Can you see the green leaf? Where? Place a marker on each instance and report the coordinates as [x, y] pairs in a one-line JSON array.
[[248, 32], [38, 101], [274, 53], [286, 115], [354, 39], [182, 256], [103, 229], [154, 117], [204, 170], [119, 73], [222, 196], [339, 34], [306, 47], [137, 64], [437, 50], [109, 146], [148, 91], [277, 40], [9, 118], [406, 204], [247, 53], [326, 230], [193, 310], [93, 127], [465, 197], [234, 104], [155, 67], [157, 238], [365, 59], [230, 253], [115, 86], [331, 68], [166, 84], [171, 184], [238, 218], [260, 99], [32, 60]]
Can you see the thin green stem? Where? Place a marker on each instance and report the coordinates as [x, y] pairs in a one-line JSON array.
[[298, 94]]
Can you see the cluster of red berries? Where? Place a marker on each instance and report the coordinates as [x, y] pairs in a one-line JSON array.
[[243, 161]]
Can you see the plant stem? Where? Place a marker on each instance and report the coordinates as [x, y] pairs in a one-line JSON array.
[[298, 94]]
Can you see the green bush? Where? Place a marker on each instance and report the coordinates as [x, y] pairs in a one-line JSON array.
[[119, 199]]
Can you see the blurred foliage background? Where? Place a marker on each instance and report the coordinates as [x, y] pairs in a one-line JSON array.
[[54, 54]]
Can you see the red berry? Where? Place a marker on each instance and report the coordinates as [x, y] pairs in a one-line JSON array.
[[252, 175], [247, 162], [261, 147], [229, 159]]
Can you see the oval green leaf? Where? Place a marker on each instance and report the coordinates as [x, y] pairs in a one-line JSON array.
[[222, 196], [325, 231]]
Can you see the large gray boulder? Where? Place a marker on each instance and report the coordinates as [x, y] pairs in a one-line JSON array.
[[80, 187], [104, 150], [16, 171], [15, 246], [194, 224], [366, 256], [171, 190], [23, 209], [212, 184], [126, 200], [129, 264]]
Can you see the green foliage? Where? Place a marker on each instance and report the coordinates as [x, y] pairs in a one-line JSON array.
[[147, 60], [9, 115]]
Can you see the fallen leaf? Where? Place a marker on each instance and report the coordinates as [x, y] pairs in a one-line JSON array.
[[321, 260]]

CHALLENGE: Return every one of the lines above verbatim, in their original order and with nothing added or changed.

TASK RESPONSE:
Can you see the green leaf? Where? Place a marker on each instance and report the coordinates as [x, y] pairs in a one-line JSON array.
[[248, 32], [38, 101], [274, 53], [286, 115], [354, 39], [182, 256], [103, 229], [154, 117], [204, 170], [119, 73], [222, 196], [339, 34], [306, 47], [137, 64], [437, 50], [109, 146], [148, 91], [277, 40], [9, 118], [406, 204], [247, 53], [326, 230], [193, 310], [93, 127], [465, 197], [234, 104], [155, 67], [157, 238], [365, 59], [230, 253], [115, 86], [331, 68], [166, 84], [171, 184], [238, 218], [260, 99], [32, 60]]
Can you see the thin green stem? Where? Place a marker on each instance and report the coordinates as [x, y] pairs in a one-line JSON array.
[[298, 94]]
Can you see the cluster of red berries? Where? Place a marker on each instance and report the coordinates as [x, y] pairs in a one-line JSON array.
[[243, 161]]
Can you see the plant stem? Where? Place a marker on each instance and report the coordinates as [x, y] pairs in a one-line JSON array.
[[298, 94]]
Can you see the green bush? Where? Place a marker on each instance and report the coordinates as [x, y] pairs in a one-line JSON array.
[[119, 199]]
Can you see the blurred foliage background? Where? Place a marker on each instance and report the coordinates as [x, y] pairs in a one-line JSON array.
[[54, 54]]
Can you see the red berry? Where? Place a marker on each instance and report the coordinates as [x, y] pairs in a one-line JSON array.
[[252, 175], [247, 162], [261, 147], [229, 159]]
Can you see the oval green leaf? Where? Place a marker on each instance and report the coordinates as [x, y] pairs in a one-line JSON array.
[[222, 196], [325, 231]]
Can you see the large gray boulder? Where? Place a marker on each instance and report the coordinates as [x, y] pairs in a one-line JSON array.
[[80, 187], [104, 150], [16, 171], [15, 246], [194, 224], [366, 256], [171, 190], [23, 209], [212, 184], [126, 200], [129, 264]]
Can you see the green foliage? Where? Place a marker on each instance and report the coordinates as [x, y] pairs in a one-line JSON array.
[[147, 60], [9, 115]]
Can you see the fallen leaf? Where? Place a marker on each instance and report the coordinates as [x, y] pairs in a one-line JSON array.
[[321, 260]]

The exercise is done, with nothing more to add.